**FRAGMENTO DEL TEXTO**
Volviendo al cuento erótico mexicano, decía que ha tenido pocos volúmenes escritos por un solo autor. Si revisamos la bibliografía disponible, encontraremos algunas interesantes curiosidades a partir de la segunda mitad del siglo XX, generalmente, en antologías y revistas o publicados de manera aislada. Entre estas recopilaciones destacan El cuento erótico en México (1975) de Enrique Jaramillo Levi; Los amorosos: relatos eróticos mexicanos (1993) de Sergio González Rodríguez; Cuentos eróticos mexicanos (1995) de José Luis Morales y Beatriz Escalante; La lujuria perpetua (2004), así como las publicadas dentro de la colección La Sonrisa Vertical, de editorial Tusquets.

**OBJETIVO DEL EJERCICIO**
Según el fragmento sobre el cuento erótico mexicano, ¿a quién se atribuye la recopilación Los amorosos: relatos eróticos mexicanos (1993)?

**LÍNEAS PROPORCIONADAS**
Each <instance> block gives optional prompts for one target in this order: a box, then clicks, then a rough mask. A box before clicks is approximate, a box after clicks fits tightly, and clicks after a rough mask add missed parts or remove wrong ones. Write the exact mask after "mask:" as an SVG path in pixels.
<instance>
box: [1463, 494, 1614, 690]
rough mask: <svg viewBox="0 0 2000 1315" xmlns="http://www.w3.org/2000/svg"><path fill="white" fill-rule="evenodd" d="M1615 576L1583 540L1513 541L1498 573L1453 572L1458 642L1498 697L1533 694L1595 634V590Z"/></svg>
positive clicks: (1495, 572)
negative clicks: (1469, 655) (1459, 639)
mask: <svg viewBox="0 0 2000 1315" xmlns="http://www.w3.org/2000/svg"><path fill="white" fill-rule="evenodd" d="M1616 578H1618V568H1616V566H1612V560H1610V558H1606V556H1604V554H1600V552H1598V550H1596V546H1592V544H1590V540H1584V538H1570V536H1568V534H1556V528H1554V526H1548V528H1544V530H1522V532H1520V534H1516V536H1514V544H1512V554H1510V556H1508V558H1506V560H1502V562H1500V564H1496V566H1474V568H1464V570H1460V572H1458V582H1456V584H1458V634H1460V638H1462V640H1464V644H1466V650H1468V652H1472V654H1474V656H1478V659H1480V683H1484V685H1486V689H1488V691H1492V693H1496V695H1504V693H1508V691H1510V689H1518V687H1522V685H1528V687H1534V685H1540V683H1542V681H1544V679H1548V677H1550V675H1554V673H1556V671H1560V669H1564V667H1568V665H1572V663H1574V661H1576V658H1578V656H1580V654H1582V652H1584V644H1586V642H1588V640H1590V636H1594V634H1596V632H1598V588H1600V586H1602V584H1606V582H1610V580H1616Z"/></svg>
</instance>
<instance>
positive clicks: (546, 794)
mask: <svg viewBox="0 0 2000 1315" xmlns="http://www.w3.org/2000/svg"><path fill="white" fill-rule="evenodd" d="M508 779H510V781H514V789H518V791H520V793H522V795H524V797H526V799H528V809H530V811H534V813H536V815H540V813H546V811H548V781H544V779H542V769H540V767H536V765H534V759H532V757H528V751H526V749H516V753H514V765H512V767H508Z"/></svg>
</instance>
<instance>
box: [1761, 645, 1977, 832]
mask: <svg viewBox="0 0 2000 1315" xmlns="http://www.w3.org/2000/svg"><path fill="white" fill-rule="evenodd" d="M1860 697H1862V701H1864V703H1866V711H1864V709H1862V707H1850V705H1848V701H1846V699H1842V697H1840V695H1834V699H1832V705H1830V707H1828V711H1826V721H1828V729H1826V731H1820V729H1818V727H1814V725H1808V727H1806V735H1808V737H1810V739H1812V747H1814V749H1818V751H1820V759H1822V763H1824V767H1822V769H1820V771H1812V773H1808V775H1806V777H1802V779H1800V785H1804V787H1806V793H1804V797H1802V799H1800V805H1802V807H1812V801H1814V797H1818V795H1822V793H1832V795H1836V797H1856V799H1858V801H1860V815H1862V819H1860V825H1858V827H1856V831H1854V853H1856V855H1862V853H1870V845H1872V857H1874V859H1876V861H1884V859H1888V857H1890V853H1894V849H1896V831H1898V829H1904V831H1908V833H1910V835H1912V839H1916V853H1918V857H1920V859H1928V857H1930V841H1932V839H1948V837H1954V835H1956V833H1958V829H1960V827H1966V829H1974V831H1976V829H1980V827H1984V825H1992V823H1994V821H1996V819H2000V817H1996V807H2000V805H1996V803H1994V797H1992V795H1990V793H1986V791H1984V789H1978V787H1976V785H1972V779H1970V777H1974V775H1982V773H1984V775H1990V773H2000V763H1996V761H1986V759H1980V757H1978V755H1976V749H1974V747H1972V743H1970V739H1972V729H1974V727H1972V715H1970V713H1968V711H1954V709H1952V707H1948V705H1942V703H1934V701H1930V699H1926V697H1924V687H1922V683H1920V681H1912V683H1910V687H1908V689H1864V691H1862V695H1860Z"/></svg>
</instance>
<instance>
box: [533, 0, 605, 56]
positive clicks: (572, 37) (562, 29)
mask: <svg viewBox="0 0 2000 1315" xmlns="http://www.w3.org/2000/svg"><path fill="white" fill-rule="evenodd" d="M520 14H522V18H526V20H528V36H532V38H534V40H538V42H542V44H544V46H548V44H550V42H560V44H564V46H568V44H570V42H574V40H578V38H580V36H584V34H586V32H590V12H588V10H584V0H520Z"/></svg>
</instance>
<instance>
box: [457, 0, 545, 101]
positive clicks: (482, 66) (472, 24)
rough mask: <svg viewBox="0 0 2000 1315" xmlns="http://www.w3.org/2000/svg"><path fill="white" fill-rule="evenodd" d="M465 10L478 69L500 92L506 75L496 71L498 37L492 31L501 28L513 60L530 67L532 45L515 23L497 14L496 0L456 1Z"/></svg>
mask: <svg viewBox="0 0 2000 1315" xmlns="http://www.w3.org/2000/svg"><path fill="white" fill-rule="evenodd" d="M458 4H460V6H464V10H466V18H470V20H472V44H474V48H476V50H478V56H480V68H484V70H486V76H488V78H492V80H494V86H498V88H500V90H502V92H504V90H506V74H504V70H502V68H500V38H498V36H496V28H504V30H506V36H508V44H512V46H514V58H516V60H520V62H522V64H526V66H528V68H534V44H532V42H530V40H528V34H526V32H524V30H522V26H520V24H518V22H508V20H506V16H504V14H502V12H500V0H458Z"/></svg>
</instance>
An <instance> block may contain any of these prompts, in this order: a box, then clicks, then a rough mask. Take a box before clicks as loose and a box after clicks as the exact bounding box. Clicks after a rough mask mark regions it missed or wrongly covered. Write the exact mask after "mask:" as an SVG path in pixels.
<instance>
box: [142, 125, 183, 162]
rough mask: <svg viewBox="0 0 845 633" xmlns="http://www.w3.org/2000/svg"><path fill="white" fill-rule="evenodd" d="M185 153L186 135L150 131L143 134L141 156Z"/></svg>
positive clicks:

**RESPUESTA ESCRITA**
A Sergio González Rodríguez.